┌──
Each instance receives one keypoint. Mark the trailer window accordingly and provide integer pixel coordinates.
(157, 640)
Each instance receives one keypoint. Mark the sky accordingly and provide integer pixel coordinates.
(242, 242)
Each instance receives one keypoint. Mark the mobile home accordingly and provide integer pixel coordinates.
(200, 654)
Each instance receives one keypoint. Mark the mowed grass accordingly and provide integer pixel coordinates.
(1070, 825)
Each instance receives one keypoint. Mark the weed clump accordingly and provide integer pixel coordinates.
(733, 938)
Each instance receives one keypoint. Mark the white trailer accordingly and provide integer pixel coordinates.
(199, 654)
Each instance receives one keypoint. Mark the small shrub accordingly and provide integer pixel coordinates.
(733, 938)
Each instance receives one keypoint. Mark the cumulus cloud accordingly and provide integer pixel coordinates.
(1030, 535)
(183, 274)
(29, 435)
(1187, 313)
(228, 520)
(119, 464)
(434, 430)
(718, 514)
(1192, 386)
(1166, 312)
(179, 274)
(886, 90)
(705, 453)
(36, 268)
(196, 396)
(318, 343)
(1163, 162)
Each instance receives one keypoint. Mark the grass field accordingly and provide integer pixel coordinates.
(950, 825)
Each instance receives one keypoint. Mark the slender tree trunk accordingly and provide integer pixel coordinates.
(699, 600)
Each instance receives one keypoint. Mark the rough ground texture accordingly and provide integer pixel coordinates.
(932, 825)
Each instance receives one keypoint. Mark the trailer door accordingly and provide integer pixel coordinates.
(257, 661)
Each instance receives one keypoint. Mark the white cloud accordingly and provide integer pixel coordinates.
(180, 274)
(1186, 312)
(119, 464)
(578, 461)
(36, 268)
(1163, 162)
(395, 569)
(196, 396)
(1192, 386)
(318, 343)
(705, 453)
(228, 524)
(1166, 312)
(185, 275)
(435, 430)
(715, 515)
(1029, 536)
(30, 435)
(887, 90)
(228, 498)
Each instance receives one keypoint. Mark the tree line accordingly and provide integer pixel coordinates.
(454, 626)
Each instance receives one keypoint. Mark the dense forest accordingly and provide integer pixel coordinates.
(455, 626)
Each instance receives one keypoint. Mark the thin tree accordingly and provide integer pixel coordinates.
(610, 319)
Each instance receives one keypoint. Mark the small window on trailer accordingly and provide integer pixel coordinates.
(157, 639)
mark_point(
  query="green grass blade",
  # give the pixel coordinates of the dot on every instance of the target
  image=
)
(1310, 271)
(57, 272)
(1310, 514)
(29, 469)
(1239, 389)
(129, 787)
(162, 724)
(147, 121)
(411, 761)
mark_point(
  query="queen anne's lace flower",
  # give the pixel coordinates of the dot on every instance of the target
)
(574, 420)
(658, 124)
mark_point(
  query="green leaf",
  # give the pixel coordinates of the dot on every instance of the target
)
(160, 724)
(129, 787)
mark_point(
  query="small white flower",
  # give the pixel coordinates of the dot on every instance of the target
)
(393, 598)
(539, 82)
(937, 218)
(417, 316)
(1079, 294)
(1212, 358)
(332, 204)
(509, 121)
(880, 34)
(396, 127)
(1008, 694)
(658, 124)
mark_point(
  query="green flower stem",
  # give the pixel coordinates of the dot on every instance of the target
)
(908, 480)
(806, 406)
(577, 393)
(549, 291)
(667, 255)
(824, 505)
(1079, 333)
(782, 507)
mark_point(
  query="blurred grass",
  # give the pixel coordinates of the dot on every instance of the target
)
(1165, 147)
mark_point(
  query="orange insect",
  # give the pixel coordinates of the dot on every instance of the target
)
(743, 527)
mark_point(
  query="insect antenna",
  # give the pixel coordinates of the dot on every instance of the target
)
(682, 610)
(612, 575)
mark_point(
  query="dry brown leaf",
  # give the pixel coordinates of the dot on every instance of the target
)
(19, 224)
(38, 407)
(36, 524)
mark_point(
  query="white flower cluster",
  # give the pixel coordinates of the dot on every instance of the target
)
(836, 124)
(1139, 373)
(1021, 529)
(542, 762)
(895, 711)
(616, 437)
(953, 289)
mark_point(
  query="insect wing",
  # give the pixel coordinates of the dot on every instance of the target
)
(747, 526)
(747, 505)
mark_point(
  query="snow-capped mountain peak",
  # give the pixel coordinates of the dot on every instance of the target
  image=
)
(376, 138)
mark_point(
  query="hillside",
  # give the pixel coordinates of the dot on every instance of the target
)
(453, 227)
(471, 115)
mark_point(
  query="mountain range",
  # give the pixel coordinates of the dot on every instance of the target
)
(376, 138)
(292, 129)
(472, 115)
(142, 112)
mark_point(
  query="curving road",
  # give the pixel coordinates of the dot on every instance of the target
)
└──
Please output all the lines above exactly as given.

● Answer to the problem:
Each instance receives one keypoint. Mark the trailer window accordingly and provide integer pixel coordinates.
(157, 640)
Each instance receives one keypoint. Mark the sky accordingly and provide integer pixel coordinates.
(242, 242)
Each instance receives one keypoint. Mark the mobile home accordingly and provide integer pixel coordinates.
(200, 654)
Each instance receives one keypoint. Mark the mowed grass accordingly and provide integer pixel coordinates.
(1070, 825)
Each instance receives one keypoint. Mark the weed clump accordingly and provide integer pixel coordinates.
(733, 938)
Each instance receives one keypoint. Mark the white trailer accordingly and provide integer pixel coordinates.
(199, 654)
Each instance receives one keypoint. Mark the small shrub accordingly and provide integer pixel coordinates.
(733, 938)
Each instance receives one keypoint. Mark the cumulus cloud accordingly and provide integer pixel coordinates.
(1030, 535)
(183, 274)
(29, 435)
(1187, 313)
(228, 520)
(119, 464)
(434, 430)
(718, 514)
(1192, 386)
(1166, 312)
(179, 274)
(886, 90)
(705, 453)
(36, 268)
(196, 396)
(318, 343)
(1163, 162)
Each instance receives one keypoint. Mark the grass field accordingly and provide integer pixel coordinates.
(950, 825)
Each instance receives one keypoint. Mark the slender tree trunk accordingly and provide integer pixel coordinates.
(699, 600)
Each instance receives one keypoint. Mark the rough ground texture accordingly and provide integer pixel coordinates.
(932, 825)
Each instance receives one keypoint. Mark the trailer door accordingly and provide integer pixel coordinates.
(257, 661)
Each instance receives one keypoint. Mark the white cloud accordingly and provide integer pixel coordinates.
(180, 274)
(1186, 312)
(119, 464)
(578, 461)
(36, 268)
(1163, 162)
(395, 569)
(196, 396)
(1192, 386)
(318, 343)
(705, 453)
(228, 524)
(1166, 312)
(185, 275)
(435, 430)
(715, 515)
(1029, 536)
(30, 435)
(887, 90)
(228, 498)
Each instance receives one keypoint. Mark the tree line accordingly and provide integer pixel coordinates.
(454, 626)
Each instance receives one keypoint. Mark the dense forest accordingly and provide integer pixel coordinates.
(455, 626)
Each instance receives one keypoint. Mark the thin tree accordingly and provide integer pixel coordinates.
(610, 319)
Each instance receives one keypoint. Mark the small window on trailer accordingly and provide integer pixel coordinates.
(157, 639)
mark_point(
  query="green grass blade",
  # give the pixel coordinates of the dot on every instance of the target
  image=
)
(1310, 271)
(57, 272)
(1310, 514)
(29, 469)
(1239, 389)
(129, 787)
(162, 724)
(147, 121)
(411, 761)
mark_point(
  query="queen anne's lace flower",
  # give the pixel coordinates of the dot on every instance of the target
)
(574, 420)
(658, 124)
mark_point(
  query="green leaf",
  # give the pixel coordinates of the dot on every instance of the target
)
(160, 724)
(129, 787)
mark_point(
  query="small white flower",
  # give the pixel coordinates of the dot on every instance of the target
)
(393, 598)
(539, 82)
(937, 218)
(417, 316)
(1079, 294)
(1212, 358)
(332, 204)
(509, 121)
(880, 34)
(396, 127)
(1008, 694)
(658, 124)
mark_point(
  query="green flower stem",
  # give the pixel coordinates of the dot on every instance of the target
)
(908, 480)
(806, 406)
(577, 393)
(549, 291)
(667, 255)
(824, 505)
(1079, 333)
(782, 507)
mark_point(
  query="blurred grass",
  # give the pixel coordinates of the dot on every instance of the target
)
(1165, 147)
mark_point(
  query="orange insect",
  # give the pixel coordinates of the dot on every instance of the target
)
(743, 527)
mark_point(
  query="insect antenna",
  # give the pixel coordinates of the dot on every instance of the target
)
(682, 610)
(612, 575)
mark_point(
  query="dry brown leaf",
  # give the pixel coordinates of the dot on every instance of the target
)
(19, 224)
(38, 407)
(36, 524)
mark_point(
  query="white flower cluster",
  # give the pixel coordinates of the dot on every instance of the target
)
(836, 124)
(1139, 373)
(1021, 529)
(542, 762)
(895, 711)
(616, 437)
(953, 289)
mark_point(
  query="insect wing",
  # give the pixel coordinates of the dot on every instance of the target
)
(747, 526)
(747, 505)
mark_point(
  query="snow-capped mountain peak",
  # give the pixel coordinates of the dot on every instance of the target
  image=
)
(376, 138)
mark_point(
  query="hillside",
  # give the pixel coordinates of the dot on every instance of the target
)
(453, 227)
(471, 115)
mark_point(
  query="mountain range",
  # give the pixel coordinates of the dot on every instance of the target
)
(376, 138)
(292, 129)
(472, 115)
(142, 112)
mark_point(
  query="curving road",
  # give the pixel coordinates of the dot on every instance of the target
)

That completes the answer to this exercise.